- [Reading text]:
The YWCA Metro Vancouver’s project is receiving $485,000 in federal funding. The funding is provided through the pan-Canadian stream of the New Horizons for Seniors Program (NHSP), which supports projects led or inspired by seniors who want to make a difference in the lives of others and in their communities.
Through its project, the YWCA Metro Vancouver will develop a “Train-the-Trainer” instructional module and deliver training sessions that will enable front-line staff to better detect and prevent elder abuse. The YWCA aims to engage and educate community members and further promote the safety and security of Canadian seniors.
- Economic Action Plan 2014 proposes an additional $5 million per year for the New Horizons for Seniors Program to support additional community projects that benefit seniors.
- Pan-Canadian projects are eligible for grant or contribution funding of up to $250,000 per year for up to three years. Pan-Canadian funding supports larger projects that increase awareness of elder abuse and help seniors protect themselves from fraud, financial abuse and other forms of abuse, and can be replicated across Canada, complementing community-based projects.
- The YWCA Metro Vancouver’s project is one of 33 pan-Canadian NHSP projects, totalling more than $14 million, which were announced on June 15, 2012.
- Since 2006, the NHSP has funded more than 11 200 projects in hundreds of communities across Canada. NHSP funding is targeted to both pan-Canadian and community-based projects.

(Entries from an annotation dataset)
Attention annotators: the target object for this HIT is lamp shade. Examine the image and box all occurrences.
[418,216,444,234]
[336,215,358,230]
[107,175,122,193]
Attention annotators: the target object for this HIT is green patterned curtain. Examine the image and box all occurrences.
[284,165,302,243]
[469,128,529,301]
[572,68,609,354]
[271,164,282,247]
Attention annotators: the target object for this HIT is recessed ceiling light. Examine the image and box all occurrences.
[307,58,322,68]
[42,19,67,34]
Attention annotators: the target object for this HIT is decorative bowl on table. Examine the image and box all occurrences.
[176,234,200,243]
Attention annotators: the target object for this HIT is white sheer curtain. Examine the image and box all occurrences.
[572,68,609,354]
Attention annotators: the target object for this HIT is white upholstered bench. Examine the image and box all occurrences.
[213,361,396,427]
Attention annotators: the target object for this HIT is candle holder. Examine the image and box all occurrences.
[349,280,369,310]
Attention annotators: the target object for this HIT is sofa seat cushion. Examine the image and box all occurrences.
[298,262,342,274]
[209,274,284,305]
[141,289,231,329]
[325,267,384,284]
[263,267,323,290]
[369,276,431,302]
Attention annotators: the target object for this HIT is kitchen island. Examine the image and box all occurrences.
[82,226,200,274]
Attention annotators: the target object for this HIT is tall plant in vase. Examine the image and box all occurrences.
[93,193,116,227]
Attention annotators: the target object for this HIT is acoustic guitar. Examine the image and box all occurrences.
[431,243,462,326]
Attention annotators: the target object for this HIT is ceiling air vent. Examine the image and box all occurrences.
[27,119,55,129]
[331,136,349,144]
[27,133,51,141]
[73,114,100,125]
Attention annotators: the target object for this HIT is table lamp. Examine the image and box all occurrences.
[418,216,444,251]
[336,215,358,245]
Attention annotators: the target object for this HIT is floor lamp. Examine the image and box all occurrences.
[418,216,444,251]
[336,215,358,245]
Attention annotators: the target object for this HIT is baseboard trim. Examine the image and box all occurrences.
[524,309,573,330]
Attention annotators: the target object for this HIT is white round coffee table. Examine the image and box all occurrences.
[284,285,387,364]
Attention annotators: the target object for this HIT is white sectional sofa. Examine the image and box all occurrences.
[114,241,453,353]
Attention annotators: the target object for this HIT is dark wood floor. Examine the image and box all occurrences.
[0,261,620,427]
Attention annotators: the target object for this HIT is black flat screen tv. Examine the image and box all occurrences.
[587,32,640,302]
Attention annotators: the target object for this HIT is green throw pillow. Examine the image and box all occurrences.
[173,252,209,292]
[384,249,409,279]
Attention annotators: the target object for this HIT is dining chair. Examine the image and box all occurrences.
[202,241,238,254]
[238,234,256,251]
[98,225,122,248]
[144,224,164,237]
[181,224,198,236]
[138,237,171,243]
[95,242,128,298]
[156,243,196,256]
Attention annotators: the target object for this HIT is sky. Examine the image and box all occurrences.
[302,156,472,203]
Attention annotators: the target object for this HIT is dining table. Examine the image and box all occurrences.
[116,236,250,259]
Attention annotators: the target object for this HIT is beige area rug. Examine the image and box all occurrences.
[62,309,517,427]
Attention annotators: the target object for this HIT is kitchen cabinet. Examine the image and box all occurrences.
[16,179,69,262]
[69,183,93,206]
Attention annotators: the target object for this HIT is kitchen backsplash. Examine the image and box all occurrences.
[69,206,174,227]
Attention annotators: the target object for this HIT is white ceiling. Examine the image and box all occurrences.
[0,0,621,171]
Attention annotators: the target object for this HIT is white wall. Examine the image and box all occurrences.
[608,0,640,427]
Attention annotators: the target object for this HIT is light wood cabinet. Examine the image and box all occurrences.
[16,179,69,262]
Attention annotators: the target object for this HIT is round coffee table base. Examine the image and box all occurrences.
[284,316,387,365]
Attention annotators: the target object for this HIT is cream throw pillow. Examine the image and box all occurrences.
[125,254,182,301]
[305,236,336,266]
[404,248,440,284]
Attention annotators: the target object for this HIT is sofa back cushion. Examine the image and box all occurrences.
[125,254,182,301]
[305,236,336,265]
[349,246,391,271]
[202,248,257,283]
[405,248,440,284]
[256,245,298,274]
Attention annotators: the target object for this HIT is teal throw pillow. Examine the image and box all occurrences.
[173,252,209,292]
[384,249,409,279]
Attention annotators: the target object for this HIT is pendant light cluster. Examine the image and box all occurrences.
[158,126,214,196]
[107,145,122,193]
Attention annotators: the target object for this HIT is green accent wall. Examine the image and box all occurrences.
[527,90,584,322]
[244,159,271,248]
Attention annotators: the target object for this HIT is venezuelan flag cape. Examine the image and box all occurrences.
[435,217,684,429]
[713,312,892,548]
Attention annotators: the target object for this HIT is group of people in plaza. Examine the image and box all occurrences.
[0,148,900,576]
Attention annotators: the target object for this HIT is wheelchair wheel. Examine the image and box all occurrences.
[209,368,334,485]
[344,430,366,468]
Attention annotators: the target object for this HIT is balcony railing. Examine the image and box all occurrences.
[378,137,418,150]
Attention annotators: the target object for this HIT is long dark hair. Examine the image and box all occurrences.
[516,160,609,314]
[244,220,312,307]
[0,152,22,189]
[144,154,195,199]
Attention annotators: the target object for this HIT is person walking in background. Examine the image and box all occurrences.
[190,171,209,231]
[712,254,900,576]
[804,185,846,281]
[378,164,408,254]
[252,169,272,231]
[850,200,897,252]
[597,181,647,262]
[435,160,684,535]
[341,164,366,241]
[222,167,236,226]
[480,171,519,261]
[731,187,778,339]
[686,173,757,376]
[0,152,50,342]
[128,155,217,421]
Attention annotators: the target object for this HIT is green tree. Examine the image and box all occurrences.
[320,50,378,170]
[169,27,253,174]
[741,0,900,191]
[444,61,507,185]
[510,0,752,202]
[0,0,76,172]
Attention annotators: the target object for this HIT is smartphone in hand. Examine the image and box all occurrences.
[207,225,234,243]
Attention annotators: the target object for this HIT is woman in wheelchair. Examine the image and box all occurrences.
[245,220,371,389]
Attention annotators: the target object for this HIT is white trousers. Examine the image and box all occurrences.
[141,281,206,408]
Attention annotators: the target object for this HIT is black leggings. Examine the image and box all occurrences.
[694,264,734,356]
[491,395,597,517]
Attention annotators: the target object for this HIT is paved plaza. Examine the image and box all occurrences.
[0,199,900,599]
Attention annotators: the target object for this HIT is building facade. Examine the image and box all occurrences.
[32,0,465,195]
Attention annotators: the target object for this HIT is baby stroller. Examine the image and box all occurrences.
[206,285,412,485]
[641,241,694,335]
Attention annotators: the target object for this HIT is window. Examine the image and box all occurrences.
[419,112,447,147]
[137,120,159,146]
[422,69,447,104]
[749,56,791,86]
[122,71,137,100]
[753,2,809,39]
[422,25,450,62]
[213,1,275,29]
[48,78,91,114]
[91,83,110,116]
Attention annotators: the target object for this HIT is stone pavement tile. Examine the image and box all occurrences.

- [What to do]:
1. Translate this sentence from the text on seniors' program funding into French: "The YWCA aims to engage and educate community members and further promote the safety and security of Canadian seniors."
2. Write the next few sentences of the text on seniors' program funding, picking up after its final sentence.

- [Task-by-task results]:
1. Le YWCA vise à mobiliser et à sensibiliser les membres de la communauté, et à promouvoir davantage la sûreté et la sécurité des aînés canadiens.

2.
- In 2013, over 1 750 NHSP community-based projects across Canada were approved through the 2012–2013 call for proposals and received more than $33 million in funding.
“Our government is committed to ensuring all Canadian seniors have the information and tools they need to stop elder abuse. By promoting awareness of elder abuse and supporting prevention activities, the Government of Canada is helping to safeguard the well-being and security of seniors.”
– The Honourable Alice Wong, Minister of State (Seniors)
“YWCA Metro Vancouver has a history of helping women and families, so we were thrilled to expand our services to meet the needs of older adults. The YWCA Community Action on Elder Abuse project complements existing national awareness projects and strengthens the capacity of front-line staff and volunteers. We are grateful to the Government of Canada’s New Horizons for Seniors Program for providing funding that supports action against abuse of older adults.”
– Jemma Templeton, Manager, Community Action on Elder Abuse Project
New Horizons for Seniors Program
The New Horizons for Seniors Program (NHSP) is a federal grants and contributions program that supports projects led or inspired by seniors who make a difference in the lives of others and their communities. The NHSP is part of the Government of Canada’s commitment to ensure the well-being of Canadian seniors and combat elder abuse in all its forms. Since 2006, the NHSP has funded more than 11 200 projects in hundreds of communities across Canada.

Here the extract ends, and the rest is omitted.